[START Given entries]

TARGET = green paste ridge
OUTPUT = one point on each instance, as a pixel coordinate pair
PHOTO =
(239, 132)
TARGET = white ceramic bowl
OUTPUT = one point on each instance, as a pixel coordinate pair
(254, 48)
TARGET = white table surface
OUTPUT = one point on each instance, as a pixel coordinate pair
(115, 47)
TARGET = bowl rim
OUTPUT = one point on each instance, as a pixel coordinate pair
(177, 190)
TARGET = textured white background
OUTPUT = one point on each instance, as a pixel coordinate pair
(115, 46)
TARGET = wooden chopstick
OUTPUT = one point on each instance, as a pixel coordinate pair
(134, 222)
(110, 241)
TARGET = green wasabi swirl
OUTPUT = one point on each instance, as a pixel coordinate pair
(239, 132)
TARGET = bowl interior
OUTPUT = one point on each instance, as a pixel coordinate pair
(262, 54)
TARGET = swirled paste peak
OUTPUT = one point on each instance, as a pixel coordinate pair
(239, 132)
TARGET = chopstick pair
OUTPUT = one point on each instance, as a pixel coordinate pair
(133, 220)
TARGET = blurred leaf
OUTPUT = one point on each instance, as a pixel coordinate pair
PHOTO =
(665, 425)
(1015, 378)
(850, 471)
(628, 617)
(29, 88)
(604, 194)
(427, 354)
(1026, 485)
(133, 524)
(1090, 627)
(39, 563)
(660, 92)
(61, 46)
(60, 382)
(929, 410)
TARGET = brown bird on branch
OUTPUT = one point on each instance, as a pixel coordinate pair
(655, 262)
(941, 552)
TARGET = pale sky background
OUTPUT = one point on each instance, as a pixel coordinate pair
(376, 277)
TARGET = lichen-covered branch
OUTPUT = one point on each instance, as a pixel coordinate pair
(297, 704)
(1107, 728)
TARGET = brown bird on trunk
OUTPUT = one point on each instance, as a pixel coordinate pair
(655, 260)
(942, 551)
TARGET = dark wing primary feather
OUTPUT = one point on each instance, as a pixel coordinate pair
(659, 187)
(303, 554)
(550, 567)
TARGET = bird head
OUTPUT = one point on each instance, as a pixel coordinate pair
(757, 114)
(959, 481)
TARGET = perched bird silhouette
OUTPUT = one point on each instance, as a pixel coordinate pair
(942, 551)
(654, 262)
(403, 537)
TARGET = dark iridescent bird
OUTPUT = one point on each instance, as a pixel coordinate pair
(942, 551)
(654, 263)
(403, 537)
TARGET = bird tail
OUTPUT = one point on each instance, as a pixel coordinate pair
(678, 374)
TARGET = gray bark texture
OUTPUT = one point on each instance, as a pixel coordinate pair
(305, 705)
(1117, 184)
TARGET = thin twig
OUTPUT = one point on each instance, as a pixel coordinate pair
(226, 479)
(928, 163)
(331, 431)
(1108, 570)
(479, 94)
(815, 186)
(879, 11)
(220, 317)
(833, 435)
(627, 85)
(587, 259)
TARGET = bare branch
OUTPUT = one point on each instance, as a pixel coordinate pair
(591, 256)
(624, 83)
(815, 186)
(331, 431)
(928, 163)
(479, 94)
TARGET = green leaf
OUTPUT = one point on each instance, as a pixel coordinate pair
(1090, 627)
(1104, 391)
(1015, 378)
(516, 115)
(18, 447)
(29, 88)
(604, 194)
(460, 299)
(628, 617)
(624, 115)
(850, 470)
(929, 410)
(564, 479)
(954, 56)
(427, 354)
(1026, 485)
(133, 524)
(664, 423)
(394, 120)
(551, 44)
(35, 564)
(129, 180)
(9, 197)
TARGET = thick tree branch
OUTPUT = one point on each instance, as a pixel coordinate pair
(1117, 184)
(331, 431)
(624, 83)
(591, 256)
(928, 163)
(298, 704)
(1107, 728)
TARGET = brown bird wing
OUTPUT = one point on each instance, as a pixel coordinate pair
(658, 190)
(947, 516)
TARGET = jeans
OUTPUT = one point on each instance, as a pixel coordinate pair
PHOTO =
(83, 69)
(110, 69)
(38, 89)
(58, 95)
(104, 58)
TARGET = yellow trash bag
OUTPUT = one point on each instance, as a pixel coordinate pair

[END Given entries]

Problem
Please recast each line of the rows above as a JSON list of strings, one string per line, leaving out any blank lines.

Result of this task
[
  "TARGET = green paste ridge",
  "OUTPUT = one point on each instance, as a pixel coordinate pair",
  "PHOTO =",
  "(239, 132)",
  "TARGET = white ceramic bowl",
  "OUTPUT = one point on each instance, as a pixel coordinate pair",
  "(254, 48)",
  "TARGET = white table surface",
  "OUTPUT = one point on each instance, as a pixel coordinate pair",
  "(115, 47)",
  "TARGET = bowl rim",
  "OUTPUT = one point on each instance, as a pixel coordinate pair",
  "(177, 190)",
  "TARGET = textured white background",
  "OUTPUT = one point on each instance, as a pixel coordinate pair",
  "(115, 46)",
  "TARGET = wooden chopstick",
  "OUTPUT = one point on each instance, as a pixel coordinate pair",
  "(134, 222)",
  "(110, 241)",
  "TARGET = green wasabi swirl",
  "OUTPUT = one point on each instance, as a pixel coordinate pair",
  "(239, 132)",
  "TARGET = bowl interior",
  "OUTPUT = one point on each instance, as a pixel coordinate pair",
  "(262, 54)",
  "TARGET = swirled paste peak",
  "OUTPUT = one point on each instance, as a pixel coordinate pair",
  "(239, 132)",
  "TARGET = chopstick pair",
  "OUTPUT = one point on each instance, as a pixel coordinate pair",
  "(133, 220)",
  "TARGET = blurred leaf",
  "OUTPUT = one point on each instance, as a pixel coordinate pair",
  "PHOTO =",
  "(665, 425)",
  "(1015, 378)",
  "(850, 471)",
  "(628, 617)",
  "(29, 88)",
  "(604, 194)",
  "(427, 354)",
  "(1026, 485)",
  "(133, 524)",
  "(1090, 627)",
  "(39, 563)",
  "(660, 92)",
  "(61, 46)",
  "(60, 382)",
  "(929, 410)",
  "TARGET = brown bird on branch",
  "OUTPUT = one point on each instance, as a pixel coordinate pair",
  "(655, 262)",
  "(941, 552)",
  "TARGET = pale sky background",
  "OUTPUT = one point on each instance, as a pixel coordinate pair",
  "(376, 277)",
  "TARGET = lichen-covered branch",
  "OUTPUT = one point on each instance, as a pixel coordinate pair",
  "(297, 704)",
  "(1107, 728)",
  "TARGET = brown bird on trunk",
  "OUTPUT = one point on each instance, as a pixel coordinate pair",
  "(655, 260)",
  "(942, 551)",
  "TARGET = dark wing primary feather",
  "OUTPUT = one point on each instance, as a pixel coordinate pair",
  "(659, 187)",
  "(303, 554)",
  "(550, 567)",
  "TARGET = bird head",
  "OUTPUT = one point on each instance, as a pixel coordinate pair",
  "(757, 114)",
  "(959, 481)",
  "TARGET = perched bird silhouette",
  "OUTPUT = one point on each instance, as a pixel coordinate pair",
  "(942, 551)",
  "(654, 262)",
  "(403, 537)",
  "TARGET = dark iridescent bird",
  "OUTPUT = one point on each instance, as a pixel coordinate pair",
  "(942, 551)",
  "(654, 263)",
  "(403, 537)",
  "TARGET = bird tail",
  "OUTPUT = one point on each instance, as a pixel coordinate pair",
  "(678, 374)",
  "TARGET = gray bark texture",
  "OUTPUT = one point on each instance, as a pixel coordinate pair",
  "(305, 705)",
  "(1117, 184)",
  "TARGET = thin twig",
  "OUTPUT = one point on each instance, as a pixel coordinate pair",
  "(226, 479)",
  "(928, 163)",
  "(331, 431)",
  "(1108, 570)",
  "(479, 94)",
  "(815, 186)",
  "(879, 11)",
  "(220, 317)",
  "(833, 435)",
  "(627, 85)",
  "(587, 259)",
  "TARGET = bare branch",
  "OUTPUT = one point on each instance, as a pixel coordinate pair",
  "(591, 256)",
  "(624, 83)",
  "(815, 186)",
  "(331, 431)",
  "(928, 163)",
  "(479, 94)",
  "TARGET = green leaf",
  "OUTPUT = one point on each instance, as a pixel coordinate pair",
  "(1090, 627)",
  "(1104, 391)",
  "(1015, 378)",
  "(516, 115)",
  "(18, 447)",
  "(29, 88)",
  "(604, 194)",
  "(460, 299)",
  "(628, 617)",
  "(624, 115)",
  "(850, 470)",
  "(929, 410)",
  "(564, 479)",
  "(954, 56)",
  "(427, 354)",
  "(1026, 485)",
  "(133, 524)",
  "(664, 423)",
  "(394, 120)",
  "(551, 44)",
  "(35, 564)",
  "(129, 180)",
  "(9, 197)",
  "TARGET = thick tree branch",
  "OUTPUT = one point on each instance, as a pixel coordinate pair",
  "(1117, 184)",
  "(331, 431)",
  "(624, 83)",
  "(591, 256)",
  "(928, 163)",
  "(298, 704)",
  "(1107, 728)",
  "TARGET = brown bird wing",
  "OUTPUT = one point on each instance, as a pixel coordinate pair",
  "(658, 190)",
  "(947, 516)",
  "TARGET = jeans",
  "OUTPUT = one point on each instance, as a pixel coordinate pair",
  "PHOTO =",
  "(83, 69)",
  "(110, 69)",
  "(38, 89)",
  "(58, 95)",
  "(104, 58)",
  "TARGET = yellow trash bag",
  "OUTPUT = one point on each instance, as a pixel coordinate pair"
]